- _What you need to do_:
[1] Write out the part of the passage on text-to-SQL below, from "Previous methods like" up to and including "and enhanced samples.".
[2] Answer these questions using the passage on text-to-SQL below.
(a) What does DIN-SQL do?
(b) What concerns does adopting closed-source LLMs raise?
(c) What is the name of the specialized text-to-SQL model the researchers created?

- _Document segment_:
The ability to convert natural language questions into structured query language (SQL), known as text-to-SQL, helps non-experts easily interact with databases using natural language. This makes data access and analysis more accessible to everyone. Recent studies have highlighted significant achievements in powerful closed-source large language models (LLMs) like GPT-4, which use advanced prompting techniques. However, adopting closed-source LLMs raises concerns about openness, privacy, and substantial costs. As a result, open-source LLMs gained great attention for offering similar performance to their closed-source counterparts in various natural language processing tasks.

Previous methods like IRNET used attention-based models to learn representations for text-to-SQL parsing, while later methods introduced models based on fine-tuning. Recently, LLMs have become a focus, with various works exploring new prompting techniques. For example, ACT-SQL automatically generates Chain-of-Thought examples, DIN-SQL breaks down complex tasks into sub-tasks, and DAIL-SQL organizes samples all of which have greatly improved performance in the text-to-SQL field. However, most of these methods are dependent on closed-source LLMs. Another work shows recent progress in generating synthetic data, such as Self-Instruct, which introduced a framework for enhancing instruction-following skills, and other works that have created mathematical questions and enhanced samples.

Researchers from the Shenzhen Institute of Advanced Technology, Chinese Academy of Sciences, University of Chinese Academy of Sciences, and Alibaba Group have proposed a synthetic data approach that combines strong data generated by larger, more powerful models with weak data generated by smaller, less accurate models.  This method enhances domain generalization in text-to-SQL models and explores the potential of using weak data supervision through preference learning. Moreover, the researchers used this synthetic data method to fine-tune open-source large language models, creating SENSE, a specialized text-to-SQL model. SENSE has proven its effectiveness by achieving top results on the SPIDER and BIRD benchmarks.

Records taken from a dataset:
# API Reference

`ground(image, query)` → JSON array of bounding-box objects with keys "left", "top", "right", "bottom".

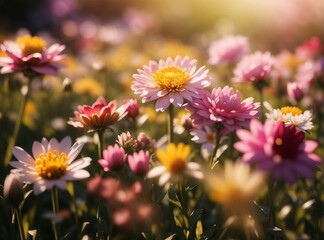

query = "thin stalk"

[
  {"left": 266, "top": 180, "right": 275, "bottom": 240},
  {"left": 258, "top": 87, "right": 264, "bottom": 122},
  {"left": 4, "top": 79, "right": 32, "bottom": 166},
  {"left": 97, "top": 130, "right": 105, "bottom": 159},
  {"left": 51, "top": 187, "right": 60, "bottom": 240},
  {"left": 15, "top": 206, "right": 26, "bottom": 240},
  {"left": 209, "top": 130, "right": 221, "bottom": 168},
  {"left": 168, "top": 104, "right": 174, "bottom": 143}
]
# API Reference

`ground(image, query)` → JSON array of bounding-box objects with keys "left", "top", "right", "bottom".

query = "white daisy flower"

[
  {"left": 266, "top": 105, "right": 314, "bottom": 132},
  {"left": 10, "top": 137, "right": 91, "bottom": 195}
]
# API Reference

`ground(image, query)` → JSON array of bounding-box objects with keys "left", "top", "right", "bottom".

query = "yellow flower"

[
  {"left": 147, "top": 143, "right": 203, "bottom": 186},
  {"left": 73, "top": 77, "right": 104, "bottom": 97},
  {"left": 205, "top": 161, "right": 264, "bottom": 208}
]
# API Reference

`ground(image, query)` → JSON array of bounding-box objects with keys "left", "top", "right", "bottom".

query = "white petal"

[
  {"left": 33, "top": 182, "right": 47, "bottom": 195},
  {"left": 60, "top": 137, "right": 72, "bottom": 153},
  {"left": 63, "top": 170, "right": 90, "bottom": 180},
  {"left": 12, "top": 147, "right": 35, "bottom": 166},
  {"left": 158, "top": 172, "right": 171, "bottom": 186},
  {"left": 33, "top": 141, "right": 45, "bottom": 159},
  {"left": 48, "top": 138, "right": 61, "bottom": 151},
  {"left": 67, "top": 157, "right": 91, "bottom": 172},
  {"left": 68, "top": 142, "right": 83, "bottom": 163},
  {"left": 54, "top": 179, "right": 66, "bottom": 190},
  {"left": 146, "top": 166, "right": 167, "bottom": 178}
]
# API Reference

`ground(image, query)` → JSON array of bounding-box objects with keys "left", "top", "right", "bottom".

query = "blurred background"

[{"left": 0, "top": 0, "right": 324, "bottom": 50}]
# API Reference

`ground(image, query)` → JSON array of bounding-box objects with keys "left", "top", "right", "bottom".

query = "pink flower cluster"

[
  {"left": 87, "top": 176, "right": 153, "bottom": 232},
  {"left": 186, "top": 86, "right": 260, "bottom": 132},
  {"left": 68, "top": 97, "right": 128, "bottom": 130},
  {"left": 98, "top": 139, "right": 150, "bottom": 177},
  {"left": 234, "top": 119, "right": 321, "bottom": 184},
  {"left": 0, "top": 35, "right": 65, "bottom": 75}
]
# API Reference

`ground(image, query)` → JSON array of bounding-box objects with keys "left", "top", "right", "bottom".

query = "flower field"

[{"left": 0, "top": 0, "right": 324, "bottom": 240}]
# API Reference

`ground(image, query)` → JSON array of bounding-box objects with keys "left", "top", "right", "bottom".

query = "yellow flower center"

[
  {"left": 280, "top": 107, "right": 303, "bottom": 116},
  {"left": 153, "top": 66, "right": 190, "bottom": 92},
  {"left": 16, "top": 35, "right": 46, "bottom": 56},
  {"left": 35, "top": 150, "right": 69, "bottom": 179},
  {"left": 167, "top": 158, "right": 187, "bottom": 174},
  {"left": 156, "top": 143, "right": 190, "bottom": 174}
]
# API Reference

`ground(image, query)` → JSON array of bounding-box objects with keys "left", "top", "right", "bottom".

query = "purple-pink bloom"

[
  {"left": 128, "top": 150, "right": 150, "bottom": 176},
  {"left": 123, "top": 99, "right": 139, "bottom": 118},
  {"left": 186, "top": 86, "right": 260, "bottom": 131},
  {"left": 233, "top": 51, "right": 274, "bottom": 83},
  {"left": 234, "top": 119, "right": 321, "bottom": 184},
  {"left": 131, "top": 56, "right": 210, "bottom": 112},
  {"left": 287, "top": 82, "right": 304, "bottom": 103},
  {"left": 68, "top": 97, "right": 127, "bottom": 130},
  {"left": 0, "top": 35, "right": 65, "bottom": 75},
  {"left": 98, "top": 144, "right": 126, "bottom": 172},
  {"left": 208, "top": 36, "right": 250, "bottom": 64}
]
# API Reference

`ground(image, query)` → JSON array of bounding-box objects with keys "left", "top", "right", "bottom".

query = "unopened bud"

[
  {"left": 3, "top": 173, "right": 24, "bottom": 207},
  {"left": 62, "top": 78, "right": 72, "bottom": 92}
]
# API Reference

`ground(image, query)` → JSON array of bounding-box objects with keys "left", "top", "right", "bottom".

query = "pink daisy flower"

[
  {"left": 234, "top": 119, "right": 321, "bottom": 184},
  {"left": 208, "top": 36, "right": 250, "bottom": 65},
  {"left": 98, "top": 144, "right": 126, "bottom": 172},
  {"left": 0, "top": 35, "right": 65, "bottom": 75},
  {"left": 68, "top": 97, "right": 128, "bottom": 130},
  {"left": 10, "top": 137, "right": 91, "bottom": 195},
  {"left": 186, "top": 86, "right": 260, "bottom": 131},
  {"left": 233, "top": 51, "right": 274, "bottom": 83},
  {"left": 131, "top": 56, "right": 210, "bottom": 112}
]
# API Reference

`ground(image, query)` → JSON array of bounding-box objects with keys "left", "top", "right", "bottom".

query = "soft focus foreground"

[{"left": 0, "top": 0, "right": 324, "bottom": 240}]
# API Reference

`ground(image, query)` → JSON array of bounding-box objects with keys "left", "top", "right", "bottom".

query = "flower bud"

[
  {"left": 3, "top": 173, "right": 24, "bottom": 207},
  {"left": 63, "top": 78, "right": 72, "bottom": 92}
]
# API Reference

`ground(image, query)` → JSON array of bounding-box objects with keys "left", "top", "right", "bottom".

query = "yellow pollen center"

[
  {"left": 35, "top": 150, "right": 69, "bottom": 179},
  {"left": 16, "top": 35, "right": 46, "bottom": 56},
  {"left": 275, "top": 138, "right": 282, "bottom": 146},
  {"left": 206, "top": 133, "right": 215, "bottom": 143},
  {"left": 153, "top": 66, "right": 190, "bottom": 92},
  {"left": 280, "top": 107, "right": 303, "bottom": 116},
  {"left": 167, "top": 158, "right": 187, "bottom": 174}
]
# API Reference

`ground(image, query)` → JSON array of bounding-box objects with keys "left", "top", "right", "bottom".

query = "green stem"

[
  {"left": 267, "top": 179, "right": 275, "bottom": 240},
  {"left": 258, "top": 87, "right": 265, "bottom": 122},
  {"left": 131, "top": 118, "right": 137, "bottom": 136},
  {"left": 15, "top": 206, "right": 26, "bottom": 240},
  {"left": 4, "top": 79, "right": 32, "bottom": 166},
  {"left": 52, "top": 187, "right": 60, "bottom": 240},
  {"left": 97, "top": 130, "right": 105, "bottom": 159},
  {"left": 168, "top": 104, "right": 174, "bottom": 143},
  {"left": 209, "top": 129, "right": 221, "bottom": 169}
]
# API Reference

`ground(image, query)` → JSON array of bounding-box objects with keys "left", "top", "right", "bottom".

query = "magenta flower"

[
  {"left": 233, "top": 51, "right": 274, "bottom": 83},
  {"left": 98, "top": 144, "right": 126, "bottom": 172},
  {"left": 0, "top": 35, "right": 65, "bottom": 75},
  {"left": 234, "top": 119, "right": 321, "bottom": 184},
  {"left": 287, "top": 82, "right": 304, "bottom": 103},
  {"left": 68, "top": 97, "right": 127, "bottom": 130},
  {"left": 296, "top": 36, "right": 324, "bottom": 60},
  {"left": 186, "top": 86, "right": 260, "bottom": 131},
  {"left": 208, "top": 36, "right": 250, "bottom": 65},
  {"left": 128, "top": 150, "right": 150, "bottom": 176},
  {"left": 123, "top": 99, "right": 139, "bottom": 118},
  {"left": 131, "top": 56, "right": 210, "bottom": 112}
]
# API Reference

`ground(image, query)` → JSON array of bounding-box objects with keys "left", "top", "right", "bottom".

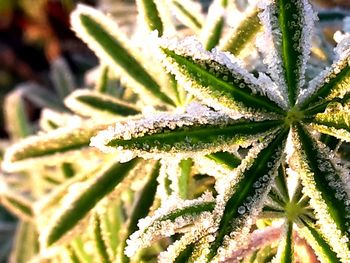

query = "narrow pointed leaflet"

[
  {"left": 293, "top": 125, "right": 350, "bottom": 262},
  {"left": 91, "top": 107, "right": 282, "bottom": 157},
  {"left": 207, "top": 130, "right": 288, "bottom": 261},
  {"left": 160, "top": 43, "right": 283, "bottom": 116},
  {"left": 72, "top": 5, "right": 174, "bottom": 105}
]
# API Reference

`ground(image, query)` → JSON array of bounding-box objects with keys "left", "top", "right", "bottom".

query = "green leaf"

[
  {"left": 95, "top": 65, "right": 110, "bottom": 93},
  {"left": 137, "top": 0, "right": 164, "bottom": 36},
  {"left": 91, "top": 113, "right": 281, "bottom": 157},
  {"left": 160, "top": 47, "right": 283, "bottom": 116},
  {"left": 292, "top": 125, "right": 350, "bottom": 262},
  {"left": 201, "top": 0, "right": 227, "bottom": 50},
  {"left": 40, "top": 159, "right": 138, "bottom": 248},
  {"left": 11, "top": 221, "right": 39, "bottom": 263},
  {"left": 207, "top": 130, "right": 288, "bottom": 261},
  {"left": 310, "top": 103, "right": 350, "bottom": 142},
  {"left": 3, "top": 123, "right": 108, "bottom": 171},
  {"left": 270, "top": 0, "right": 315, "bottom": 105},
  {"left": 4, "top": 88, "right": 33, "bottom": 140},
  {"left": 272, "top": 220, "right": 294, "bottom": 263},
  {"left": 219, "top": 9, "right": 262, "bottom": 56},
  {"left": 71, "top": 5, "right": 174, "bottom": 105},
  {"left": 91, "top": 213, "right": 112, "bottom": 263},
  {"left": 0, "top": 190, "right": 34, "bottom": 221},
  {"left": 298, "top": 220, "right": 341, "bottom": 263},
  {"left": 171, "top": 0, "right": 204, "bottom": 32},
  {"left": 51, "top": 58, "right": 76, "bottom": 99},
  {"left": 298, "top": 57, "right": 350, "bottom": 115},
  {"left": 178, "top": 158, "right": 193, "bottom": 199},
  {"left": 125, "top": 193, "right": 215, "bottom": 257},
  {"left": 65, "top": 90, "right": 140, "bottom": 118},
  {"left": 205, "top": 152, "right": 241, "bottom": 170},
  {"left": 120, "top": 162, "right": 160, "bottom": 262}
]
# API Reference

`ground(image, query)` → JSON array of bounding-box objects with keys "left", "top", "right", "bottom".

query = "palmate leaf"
* * *
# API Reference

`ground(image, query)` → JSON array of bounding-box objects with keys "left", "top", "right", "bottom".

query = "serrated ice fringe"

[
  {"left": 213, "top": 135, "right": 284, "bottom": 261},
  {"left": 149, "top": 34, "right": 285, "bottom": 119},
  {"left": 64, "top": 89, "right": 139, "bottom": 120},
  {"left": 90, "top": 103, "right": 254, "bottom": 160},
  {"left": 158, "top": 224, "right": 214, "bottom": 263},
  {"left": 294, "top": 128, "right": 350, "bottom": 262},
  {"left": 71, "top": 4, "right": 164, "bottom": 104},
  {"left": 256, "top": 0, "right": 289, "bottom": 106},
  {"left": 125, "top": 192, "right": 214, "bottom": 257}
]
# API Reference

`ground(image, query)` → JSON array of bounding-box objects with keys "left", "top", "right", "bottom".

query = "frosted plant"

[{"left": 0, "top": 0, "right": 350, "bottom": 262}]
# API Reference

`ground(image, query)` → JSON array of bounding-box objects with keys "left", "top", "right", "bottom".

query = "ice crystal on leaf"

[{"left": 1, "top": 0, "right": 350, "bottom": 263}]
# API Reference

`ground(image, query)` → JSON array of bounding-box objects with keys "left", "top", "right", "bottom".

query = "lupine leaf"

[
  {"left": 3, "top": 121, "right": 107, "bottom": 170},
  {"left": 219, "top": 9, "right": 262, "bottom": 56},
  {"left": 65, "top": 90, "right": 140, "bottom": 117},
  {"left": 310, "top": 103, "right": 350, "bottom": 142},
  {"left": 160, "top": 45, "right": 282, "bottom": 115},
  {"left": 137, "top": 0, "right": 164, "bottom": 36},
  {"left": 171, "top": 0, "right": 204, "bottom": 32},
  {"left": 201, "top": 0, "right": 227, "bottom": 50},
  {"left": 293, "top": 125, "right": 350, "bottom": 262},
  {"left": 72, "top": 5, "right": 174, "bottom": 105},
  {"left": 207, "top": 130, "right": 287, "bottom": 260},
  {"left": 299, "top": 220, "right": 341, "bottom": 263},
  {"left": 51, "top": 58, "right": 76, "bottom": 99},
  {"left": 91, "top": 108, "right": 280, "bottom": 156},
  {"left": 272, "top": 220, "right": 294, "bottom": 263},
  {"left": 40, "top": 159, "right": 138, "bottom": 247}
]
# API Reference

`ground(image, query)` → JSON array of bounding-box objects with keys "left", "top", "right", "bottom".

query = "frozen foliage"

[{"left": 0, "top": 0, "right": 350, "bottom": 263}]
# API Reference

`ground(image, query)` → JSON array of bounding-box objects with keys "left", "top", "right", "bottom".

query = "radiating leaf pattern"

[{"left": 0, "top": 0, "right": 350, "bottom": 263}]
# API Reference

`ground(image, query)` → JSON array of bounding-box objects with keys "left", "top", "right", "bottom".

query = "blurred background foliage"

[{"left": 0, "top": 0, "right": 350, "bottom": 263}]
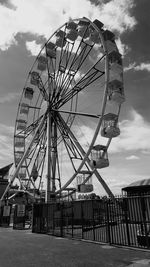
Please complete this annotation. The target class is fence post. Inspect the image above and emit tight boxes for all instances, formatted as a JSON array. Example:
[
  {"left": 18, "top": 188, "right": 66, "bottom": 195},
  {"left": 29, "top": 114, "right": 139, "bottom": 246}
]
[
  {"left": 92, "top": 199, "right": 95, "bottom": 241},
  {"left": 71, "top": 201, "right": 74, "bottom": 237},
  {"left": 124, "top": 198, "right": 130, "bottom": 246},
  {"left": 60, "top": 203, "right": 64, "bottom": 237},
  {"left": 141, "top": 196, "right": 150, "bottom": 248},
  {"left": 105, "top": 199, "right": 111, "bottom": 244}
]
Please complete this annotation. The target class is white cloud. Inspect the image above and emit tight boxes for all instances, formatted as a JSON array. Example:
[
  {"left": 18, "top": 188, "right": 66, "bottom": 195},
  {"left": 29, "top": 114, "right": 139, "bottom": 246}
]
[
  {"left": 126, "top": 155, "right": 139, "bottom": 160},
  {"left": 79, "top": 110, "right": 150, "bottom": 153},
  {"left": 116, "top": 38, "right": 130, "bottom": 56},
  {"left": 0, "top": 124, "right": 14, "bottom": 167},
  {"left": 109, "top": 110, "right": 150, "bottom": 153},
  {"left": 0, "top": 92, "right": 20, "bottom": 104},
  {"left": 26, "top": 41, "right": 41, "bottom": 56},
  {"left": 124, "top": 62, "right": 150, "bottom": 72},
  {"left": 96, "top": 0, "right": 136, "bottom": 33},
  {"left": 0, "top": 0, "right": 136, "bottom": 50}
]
* * *
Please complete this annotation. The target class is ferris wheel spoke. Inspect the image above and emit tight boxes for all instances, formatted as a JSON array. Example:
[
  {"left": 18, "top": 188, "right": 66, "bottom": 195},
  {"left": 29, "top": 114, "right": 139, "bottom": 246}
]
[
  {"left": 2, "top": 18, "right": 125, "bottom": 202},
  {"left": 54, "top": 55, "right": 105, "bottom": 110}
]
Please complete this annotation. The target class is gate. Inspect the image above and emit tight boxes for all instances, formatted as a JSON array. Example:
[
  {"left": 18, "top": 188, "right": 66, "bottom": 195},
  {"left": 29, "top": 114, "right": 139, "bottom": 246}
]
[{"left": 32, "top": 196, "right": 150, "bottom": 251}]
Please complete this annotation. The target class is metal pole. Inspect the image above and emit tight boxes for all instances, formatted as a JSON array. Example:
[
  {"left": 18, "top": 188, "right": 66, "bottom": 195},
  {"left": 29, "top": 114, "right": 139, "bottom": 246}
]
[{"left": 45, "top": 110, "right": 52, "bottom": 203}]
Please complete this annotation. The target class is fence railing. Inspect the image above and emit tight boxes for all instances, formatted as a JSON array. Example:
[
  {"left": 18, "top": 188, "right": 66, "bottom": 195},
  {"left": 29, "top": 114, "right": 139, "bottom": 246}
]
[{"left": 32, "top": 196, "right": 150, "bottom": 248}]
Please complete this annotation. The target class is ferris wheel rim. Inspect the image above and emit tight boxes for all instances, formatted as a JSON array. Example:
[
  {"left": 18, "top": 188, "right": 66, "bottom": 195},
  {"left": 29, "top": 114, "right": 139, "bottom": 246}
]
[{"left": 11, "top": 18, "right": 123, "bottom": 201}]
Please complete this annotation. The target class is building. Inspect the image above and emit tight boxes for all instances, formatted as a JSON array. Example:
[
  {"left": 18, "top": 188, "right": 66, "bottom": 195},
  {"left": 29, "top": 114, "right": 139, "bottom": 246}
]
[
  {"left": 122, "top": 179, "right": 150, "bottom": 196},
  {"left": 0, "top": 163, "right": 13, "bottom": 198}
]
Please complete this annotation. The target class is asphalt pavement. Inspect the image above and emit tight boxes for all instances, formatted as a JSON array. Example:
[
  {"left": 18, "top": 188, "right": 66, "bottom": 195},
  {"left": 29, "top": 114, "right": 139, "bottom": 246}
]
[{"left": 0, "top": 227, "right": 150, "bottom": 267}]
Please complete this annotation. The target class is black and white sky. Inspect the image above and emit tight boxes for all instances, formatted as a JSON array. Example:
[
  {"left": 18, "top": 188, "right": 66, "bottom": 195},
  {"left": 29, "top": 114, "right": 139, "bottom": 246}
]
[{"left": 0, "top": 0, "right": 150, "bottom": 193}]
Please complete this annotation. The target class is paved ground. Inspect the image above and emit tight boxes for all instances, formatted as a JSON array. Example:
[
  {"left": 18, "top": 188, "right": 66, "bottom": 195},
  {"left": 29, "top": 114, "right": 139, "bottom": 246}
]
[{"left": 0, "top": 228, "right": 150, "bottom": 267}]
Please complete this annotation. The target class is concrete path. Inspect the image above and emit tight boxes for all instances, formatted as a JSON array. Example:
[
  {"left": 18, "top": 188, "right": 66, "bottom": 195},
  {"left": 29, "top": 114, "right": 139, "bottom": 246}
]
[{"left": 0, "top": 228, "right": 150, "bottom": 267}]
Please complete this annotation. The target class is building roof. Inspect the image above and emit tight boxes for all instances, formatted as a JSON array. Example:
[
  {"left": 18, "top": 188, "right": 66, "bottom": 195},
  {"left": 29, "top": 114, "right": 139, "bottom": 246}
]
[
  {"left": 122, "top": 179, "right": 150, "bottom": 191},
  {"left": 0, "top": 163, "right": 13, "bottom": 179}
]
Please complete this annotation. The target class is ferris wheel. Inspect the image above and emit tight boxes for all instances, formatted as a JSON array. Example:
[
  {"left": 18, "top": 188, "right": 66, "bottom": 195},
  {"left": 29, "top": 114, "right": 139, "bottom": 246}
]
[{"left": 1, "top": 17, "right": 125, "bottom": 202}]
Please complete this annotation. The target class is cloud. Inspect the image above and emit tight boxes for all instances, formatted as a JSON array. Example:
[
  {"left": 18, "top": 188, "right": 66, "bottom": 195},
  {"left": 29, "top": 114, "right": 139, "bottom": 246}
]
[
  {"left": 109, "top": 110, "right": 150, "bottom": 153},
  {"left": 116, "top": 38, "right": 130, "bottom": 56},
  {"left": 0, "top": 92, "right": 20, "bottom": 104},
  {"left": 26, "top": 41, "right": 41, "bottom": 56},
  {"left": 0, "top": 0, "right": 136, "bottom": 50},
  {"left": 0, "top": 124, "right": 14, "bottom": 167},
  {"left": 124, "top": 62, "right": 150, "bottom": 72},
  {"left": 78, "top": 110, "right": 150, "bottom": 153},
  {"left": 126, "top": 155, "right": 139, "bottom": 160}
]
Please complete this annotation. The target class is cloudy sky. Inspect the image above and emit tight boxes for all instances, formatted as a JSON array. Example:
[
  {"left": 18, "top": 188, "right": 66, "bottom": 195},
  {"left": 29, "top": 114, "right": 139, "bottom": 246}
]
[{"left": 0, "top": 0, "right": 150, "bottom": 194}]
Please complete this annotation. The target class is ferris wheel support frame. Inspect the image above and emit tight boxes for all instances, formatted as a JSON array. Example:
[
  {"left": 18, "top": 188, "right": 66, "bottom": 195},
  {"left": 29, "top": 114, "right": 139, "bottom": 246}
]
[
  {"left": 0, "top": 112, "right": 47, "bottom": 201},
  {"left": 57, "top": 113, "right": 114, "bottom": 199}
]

- _Responses_:
[1]
Previous methods like IRNET used attention-based models to learn representations for text-to-SQL parsing, while later methods introduced models based on fine-tuning. Recently, LLMs have become a focus, with various works exploring new prompting techniques. For example, ACT-SQL automatically generates Chain-of-Thought examples, DIN-SQL breaks down complex tasks into sub-tasks, and DAIL-SQL organizes samples all of which have greatly improved performance in the text-to-SQL field. However, most of these methods are dependent on closed-source LLMs. Another work shows recent progress in generating synthetic data, such as Self-Instruct, which introduced a framework for enhancing instruction-following skills, and other works that have created mathematical questions and enhanced samples.

[2]
(a) It breaks down complex tasks into sub-tasks.
(b) Concerns about openness, privacy, and substantial costs.
(c) SENSE.